Raw data
- - - -

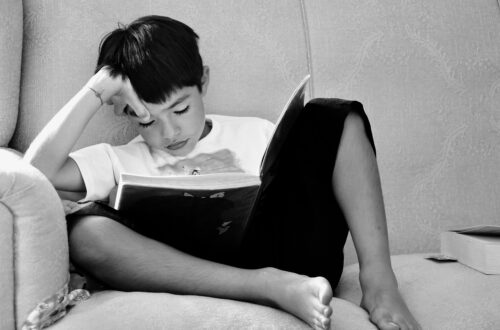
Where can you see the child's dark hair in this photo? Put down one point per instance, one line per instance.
(158, 54)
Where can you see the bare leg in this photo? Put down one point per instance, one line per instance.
(356, 185)
(127, 260)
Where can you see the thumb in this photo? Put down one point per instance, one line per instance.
(140, 110)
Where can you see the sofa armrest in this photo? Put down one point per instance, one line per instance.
(38, 242)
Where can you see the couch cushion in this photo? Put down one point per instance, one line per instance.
(7, 268)
(40, 252)
(442, 296)
(140, 310)
(256, 55)
(11, 39)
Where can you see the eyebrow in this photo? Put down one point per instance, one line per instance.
(181, 99)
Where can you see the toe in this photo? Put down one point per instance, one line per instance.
(384, 321)
(327, 311)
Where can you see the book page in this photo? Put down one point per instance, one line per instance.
(285, 122)
(489, 230)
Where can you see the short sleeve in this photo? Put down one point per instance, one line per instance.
(96, 166)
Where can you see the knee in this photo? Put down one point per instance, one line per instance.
(88, 242)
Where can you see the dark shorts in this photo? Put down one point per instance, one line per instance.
(298, 225)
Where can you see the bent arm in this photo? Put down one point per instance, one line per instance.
(50, 149)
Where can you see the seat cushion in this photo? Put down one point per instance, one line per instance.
(440, 295)
(140, 310)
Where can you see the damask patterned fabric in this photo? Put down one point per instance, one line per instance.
(11, 30)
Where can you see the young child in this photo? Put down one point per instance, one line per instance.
(327, 184)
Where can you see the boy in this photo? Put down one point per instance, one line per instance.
(152, 71)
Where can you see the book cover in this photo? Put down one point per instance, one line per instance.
(204, 213)
(477, 247)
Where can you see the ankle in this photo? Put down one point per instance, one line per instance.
(374, 279)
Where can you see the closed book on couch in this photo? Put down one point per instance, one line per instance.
(477, 247)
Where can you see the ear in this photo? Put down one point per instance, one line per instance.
(205, 79)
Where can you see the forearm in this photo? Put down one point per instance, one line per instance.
(50, 149)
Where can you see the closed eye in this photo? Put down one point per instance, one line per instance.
(180, 112)
(146, 124)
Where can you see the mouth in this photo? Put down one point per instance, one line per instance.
(177, 145)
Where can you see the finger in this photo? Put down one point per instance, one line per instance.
(135, 103)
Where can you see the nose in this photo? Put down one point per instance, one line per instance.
(170, 129)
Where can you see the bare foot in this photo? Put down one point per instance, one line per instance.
(305, 297)
(388, 310)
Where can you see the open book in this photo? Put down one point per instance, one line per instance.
(212, 210)
(477, 247)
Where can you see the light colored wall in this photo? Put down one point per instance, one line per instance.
(427, 72)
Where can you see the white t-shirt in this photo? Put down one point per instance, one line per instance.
(233, 144)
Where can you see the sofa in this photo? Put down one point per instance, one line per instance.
(427, 73)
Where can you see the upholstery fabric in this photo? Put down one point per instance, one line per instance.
(255, 50)
(428, 75)
(442, 296)
(140, 310)
(11, 30)
(7, 268)
(39, 234)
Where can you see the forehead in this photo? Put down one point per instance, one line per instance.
(177, 97)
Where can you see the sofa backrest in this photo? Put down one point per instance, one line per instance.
(427, 72)
(11, 39)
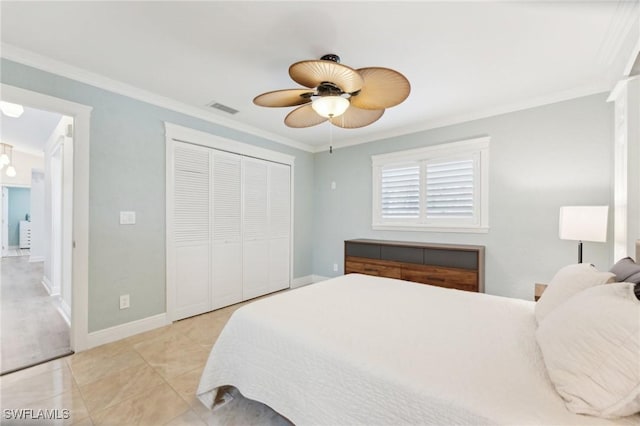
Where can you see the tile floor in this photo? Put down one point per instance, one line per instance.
(147, 379)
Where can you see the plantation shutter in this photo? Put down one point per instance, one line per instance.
(400, 191)
(450, 189)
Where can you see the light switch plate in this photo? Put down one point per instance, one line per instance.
(127, 218)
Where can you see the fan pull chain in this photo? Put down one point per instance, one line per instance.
(330, 135)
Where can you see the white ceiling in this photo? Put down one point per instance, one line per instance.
(30, 131)
(463, 59)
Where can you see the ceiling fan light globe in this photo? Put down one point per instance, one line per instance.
(330, 106)
(11, 110)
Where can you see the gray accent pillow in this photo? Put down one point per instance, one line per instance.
(626, 270)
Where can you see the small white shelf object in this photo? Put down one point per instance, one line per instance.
(25, 234)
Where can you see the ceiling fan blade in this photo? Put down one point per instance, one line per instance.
(283, 98)
(303, 116)
(312, 73)
(356, 117)
(383, 88)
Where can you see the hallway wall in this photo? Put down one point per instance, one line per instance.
(19, 207)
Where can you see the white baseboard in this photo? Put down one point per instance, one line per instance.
(122, 331)
(65, 311)
(306, 280)
(46, 284)
(318, 278)
(301, 281)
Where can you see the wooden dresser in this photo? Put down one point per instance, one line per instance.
(445, 265)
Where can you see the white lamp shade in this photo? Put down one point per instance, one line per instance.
(11, 171)
(584, 223)
(330, 106)
(11, 110)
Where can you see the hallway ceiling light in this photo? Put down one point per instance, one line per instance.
(11, 110)
(6, 159)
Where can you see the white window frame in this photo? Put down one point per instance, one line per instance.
(476, 149)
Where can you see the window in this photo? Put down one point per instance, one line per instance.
(441, 188)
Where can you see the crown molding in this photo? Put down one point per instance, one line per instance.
(474, 115)
(625, 17)
(44, 63)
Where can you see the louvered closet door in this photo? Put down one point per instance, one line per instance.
(227, 229)
(255, 228)
(191, 232)
(279, 226)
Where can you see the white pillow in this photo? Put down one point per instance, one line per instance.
(591, 348)
(568, 281)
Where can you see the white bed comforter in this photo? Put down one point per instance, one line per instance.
(375, 351)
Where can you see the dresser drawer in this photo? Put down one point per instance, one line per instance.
(378, 269)
(442, 277)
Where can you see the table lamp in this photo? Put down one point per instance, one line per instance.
(583, 223)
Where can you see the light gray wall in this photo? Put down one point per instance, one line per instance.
(127, 172)
(540, 159)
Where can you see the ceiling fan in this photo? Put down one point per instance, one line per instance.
(347, 97)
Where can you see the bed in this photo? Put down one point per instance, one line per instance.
(367, 350)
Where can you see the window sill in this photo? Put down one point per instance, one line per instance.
(460, 229)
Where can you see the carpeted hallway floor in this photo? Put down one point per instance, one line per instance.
(32, 329)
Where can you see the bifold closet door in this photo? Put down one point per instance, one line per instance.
(255, 193)
(279, 226)
(267, 227)
(227, 229)
(191, 230)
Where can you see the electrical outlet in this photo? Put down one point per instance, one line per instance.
(127, 218)
(124, 301)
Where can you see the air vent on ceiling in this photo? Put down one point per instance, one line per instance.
(635, 69)
(222, 107)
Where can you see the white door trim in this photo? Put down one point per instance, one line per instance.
(5, 221)
(77, 236)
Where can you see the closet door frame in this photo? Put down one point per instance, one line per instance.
(176, 133)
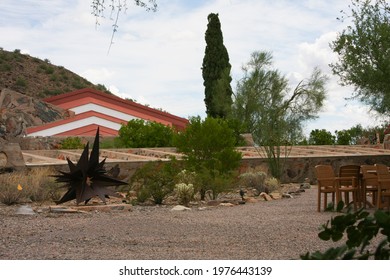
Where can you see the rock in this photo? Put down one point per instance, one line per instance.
(305, 186)
(213, 203)
(266, 197)
(180, 208)
(250, 200)
(18, 111)
(24, 210)
(226, 204)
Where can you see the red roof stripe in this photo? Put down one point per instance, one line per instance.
(153, 114)
(81, 116)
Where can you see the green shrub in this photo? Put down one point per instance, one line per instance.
(209, 149)
(253, 180)
(21, 82)
(34, 185)
(184, 193)
(141, 134)
(155, 180)
(360, 228)
(11, 192)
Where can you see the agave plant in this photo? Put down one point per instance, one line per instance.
(87, 178)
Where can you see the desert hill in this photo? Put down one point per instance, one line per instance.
(38, 78)
(24, 82)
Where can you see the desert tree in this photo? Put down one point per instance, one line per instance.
(216, 71)
(271, 111)
(363, 49)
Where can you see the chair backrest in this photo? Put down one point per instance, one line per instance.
(349, 171)
(325, 175)
(382, 172)
(369, 178)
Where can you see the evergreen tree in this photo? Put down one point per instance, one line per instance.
(216, 71)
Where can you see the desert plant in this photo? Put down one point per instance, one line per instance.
(214, 181)
(184, 192)
(209, 150)
(360, 228)
(155, 180)
(41, 186)
(271, 184)
(253, 180)
(34, 185)
(11, 192)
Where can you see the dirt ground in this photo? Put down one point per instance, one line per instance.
(279, 229)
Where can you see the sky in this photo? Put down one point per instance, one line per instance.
(156, 57)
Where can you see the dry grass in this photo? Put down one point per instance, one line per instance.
(35, 185)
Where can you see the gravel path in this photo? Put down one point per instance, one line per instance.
(279, 229)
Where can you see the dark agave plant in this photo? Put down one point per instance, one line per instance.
(87, 178)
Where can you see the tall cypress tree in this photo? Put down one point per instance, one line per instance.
(216, 71)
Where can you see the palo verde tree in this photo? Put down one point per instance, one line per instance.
(271, 111)
(364, 53)
(216, 71)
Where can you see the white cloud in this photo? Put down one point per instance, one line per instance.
(156, 58)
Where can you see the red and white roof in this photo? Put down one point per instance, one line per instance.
(93, 108)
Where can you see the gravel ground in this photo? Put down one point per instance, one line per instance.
(280, 229)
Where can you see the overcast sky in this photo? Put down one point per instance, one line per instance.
(156, 57)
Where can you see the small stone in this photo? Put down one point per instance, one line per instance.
(25, 210)
(180, 208)
(213, 203)
(227, 204)
(250, 200)
(266, 197)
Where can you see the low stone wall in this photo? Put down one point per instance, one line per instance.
(297, 169)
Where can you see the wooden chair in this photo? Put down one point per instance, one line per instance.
(327, 184)
(349, 182)
(383, 185)
(369, 183)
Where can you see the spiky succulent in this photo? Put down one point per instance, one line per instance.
(88, 178)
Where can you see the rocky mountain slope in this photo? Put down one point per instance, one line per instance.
(36, 77)
(24, 82)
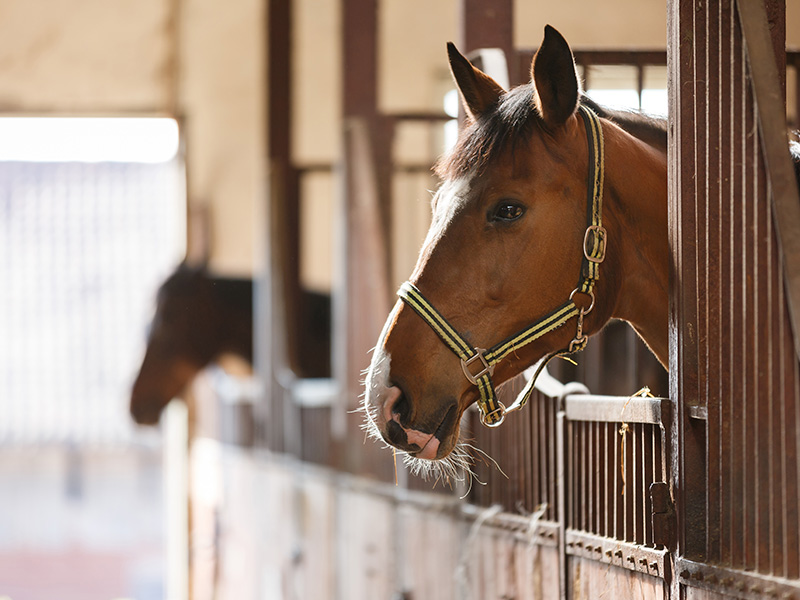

- - - -

Task statement
Starting at the line with "Where can you see the spiky", transcribe the listing above exactly through its last line. No picture belongs in the transcription.

Answer area
Where can you see the spiky succulent in this photo? Put down one point per instance, one line per instance.
(88, 178)
Where can you see the rocky mountain slope in this photo? Put down one point per instance, one line per instance.
(36, 77)
(24, 82)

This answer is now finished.